#### Text shown

The H reflex, named after Hoffmann for his original description, is an electrical counterpart of the stretch reflex which is elicited by a mechanical tap. Group 1A sensory fibers constitute the afferent arc which monosynaptically or oligosynaptically activate the alpha motor neurons that in turn generate the efferent arc of the reflex through their motor axons. The H reflex amplitude may be occasionally as high as the M amplitude but it is often lower with the H/M amplitude ratio usually not exceeding 0.75.

The H reflex and F wave can be distinguished by increasing stimulus intensity (see Table 3-1). The H reflex is best elicited by a long-duration stimulus which is submaximal to produce an M response, whereas the F wave requires supramaximal stimulus Also, the F wave can be elicited from any limb muscle while the H reflex is most reproducible with stimulating the tibial nerve while recording the soleus muscle which assess the integrity of the S1 arc reflex and is equivalent to the Achilles reflex (Figure 3-4). Finally, the H reflex latency (and often amplitude) is constant when elicited by the same stimulus intensity, since it reflects activation of the same motor neuron pool.

Figure 3-4 H reflex stimulating the tibial nerve at the popliteal fossa while recording the soleus/gastrocnemius muscles. (A) Waveforms in a raster form. (B) Waveforms superimposed. Note that the response appears with submaximal stimulations and disappears with supramaximal stimulations.

The H reflex is most useful as an adjunct study in the diagnosis of peripheral polyneuropathy or S1 radiculopathy. The H reflex latency and amplitude is the most sensitive, yet nonspecific, among the nerve conduction studies in the early phases of Guillain-Barré syndrome. The H reflex may be absent in healthy elderly subjects and isolated abnormalities of the H reflex are nondiagnostic since they may reflect pathology anywhere along the reflex arc.

Blink Reflex

The blink reflex generally assesses the facial and trigeminal nerves and their connections within the pons and medulla. It has an afferent limb, mediated by sensory fibers of the supraorbital branch of the ophthalmic division of the trigeminal nerve, and an efferent limb mediated by motor fibers of the facial nerve and its superior motor branches.

########
#### Data shown

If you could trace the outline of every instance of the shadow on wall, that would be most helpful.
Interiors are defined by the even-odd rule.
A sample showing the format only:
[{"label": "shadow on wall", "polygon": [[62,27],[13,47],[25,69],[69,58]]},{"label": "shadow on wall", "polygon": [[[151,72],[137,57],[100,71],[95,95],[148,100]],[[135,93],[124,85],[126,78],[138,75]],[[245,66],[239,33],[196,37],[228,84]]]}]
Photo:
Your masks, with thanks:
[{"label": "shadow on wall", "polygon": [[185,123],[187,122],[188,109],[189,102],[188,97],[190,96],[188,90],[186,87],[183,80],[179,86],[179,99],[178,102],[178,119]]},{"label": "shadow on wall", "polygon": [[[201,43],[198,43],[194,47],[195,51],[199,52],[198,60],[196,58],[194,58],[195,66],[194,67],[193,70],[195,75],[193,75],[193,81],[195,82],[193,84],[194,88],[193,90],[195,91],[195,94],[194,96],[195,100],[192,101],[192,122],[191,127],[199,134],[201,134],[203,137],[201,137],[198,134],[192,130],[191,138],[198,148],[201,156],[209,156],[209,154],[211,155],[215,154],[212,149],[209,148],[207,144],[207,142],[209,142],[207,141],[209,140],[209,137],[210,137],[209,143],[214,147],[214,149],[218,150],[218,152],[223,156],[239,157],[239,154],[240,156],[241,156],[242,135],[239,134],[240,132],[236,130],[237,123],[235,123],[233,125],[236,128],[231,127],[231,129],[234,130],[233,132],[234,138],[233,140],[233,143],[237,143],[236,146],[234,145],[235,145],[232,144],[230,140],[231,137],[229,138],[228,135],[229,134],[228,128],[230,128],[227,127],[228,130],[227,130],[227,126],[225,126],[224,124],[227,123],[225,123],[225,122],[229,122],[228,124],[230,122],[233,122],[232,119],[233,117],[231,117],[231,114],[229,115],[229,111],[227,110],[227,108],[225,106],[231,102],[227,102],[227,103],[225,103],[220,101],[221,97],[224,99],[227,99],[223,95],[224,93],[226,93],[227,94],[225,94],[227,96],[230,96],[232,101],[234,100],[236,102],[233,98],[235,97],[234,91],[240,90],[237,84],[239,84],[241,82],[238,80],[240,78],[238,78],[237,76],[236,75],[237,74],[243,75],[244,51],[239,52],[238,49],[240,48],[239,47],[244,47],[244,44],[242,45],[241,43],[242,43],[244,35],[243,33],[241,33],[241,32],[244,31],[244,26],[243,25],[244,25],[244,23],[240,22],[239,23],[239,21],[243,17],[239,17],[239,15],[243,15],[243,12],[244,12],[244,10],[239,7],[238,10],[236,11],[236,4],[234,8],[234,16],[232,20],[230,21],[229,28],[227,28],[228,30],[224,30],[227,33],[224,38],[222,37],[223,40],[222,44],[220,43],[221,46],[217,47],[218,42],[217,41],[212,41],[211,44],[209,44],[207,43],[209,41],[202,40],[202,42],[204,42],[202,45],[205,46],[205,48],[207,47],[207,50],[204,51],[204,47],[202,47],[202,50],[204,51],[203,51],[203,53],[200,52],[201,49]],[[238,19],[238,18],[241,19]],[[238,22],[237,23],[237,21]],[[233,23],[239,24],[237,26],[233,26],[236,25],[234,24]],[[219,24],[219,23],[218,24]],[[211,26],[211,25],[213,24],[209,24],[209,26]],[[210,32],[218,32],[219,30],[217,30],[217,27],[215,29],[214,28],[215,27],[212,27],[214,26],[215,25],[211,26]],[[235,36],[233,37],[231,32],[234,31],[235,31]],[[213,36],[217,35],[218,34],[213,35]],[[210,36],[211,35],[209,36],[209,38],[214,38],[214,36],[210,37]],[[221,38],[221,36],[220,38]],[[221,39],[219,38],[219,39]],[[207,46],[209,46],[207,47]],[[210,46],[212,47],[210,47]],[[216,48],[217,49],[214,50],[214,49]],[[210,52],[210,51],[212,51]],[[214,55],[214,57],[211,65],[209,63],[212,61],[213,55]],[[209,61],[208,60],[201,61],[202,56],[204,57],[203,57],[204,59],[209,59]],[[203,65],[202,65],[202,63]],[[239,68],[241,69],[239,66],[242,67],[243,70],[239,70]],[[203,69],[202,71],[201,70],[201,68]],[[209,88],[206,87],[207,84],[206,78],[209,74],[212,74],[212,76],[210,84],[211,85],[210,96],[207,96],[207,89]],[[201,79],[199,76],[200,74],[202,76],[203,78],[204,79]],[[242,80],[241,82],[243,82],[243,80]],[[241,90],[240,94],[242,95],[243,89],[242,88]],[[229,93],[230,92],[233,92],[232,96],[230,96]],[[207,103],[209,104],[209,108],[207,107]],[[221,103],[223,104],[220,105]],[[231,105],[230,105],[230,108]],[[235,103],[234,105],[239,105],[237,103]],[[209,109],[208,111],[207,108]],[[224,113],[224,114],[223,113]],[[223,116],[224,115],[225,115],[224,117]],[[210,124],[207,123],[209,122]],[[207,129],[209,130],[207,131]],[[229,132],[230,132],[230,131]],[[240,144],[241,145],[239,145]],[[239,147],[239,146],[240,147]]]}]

########

__What to work on__
a) List every disorder or condition that the reflex passage names as one the H reflex helps to diagnose or is sensitive to.
b) For each statement, state whether it agrees with the reflex passage, answering yes or no and quoting the words of the passage that decide it.
(i) The F wave requires a supramaximal stimulus.
(ii) The H/M amplitude ratio usually exceeds 0.75.
(iii) The H reflex is always present in healthy elderly subjects.
c) Continue the reflex passage from the point at which it stops.
None of the records is needed for the work that follows.

__Outputs by task__
a) Peripheral polyneuropathy, S1 radiculopathy, and Guillain-Barré syndrome.

b)
(i) Yes: "whereas the F wave requires supramaximal stimulus"
(ii) No: "with the H/M amplitude ratio usually not exceeding 0.75"
(iii) No: "The H reflex may be absent in healthy elderly subjects"

c)
The supraorbital nerve is stimulated over the suprarorbital notch and the blink responses are recorded from the orbicularis oculi bilaterally using a two channel recording setting. The blink reflex has two components, an early R1 and a late R2 response. The R1 response is present only ipsilateral to the stimulation and is usually a simple triphasic waveform with a di-synaptic pathway between the main trigeminal sensory nucleus in the midpons and the ipsilateral facial nucleus in the lower pontine tegmentum. The R2 response is a complex waveform and is the electrical counterpart of the corneal reflex. It is typically present bilaterally with an oligosynaptic pathway between the nucleus of the trigeminal spinal tract in the ipsilateral pons and medulla, and interneurons forming connections to the ipsilateral and contralateral facial nuclei.

The blink reflex is most useful in unilateral lesions such as facial palsy, trigeminal neuropathy, or lower brainstem lesion. With facial nerve lesions, the R1 and R2 potentials are absent or delayed with supraorbital stimulation ipsilateral to the lesion, while the R2 response on the contralateral side is normal. With trigeminal nerve lesions, the ipsilateral R1 and R2, contralateral R2 are absent or delayed with ipsilateral stimulation while all responses are normal with contralateral stimulation. With a midpontine lesion involving the main sensory trigeminal nucleus or the pontine interneurons to the ipsilateral facial nerve nucleus or both, supraorbital stimulation on the side of the lesion results in an absent or delayed R1, but an intact ipsilateral and contralateral R2. Finally, with a medullary lesion involving the spinal tract and trigeminal nucleus or the medullary interneurons to the ipsilateral facial nerve nucleus or both, supraorbital stimulation on the affected side results in a normal R1 and contralateral R2, but an absent or delayed ipsilateral R2. In demyelinating polyneuropathies such as the Guillain-Barré syndrome or Charcot-Marie-Tooth disease type 1, the R1 and R2 responses may be markedly delayed, reflecting slowing of motor fibers, sensory fibers, or both.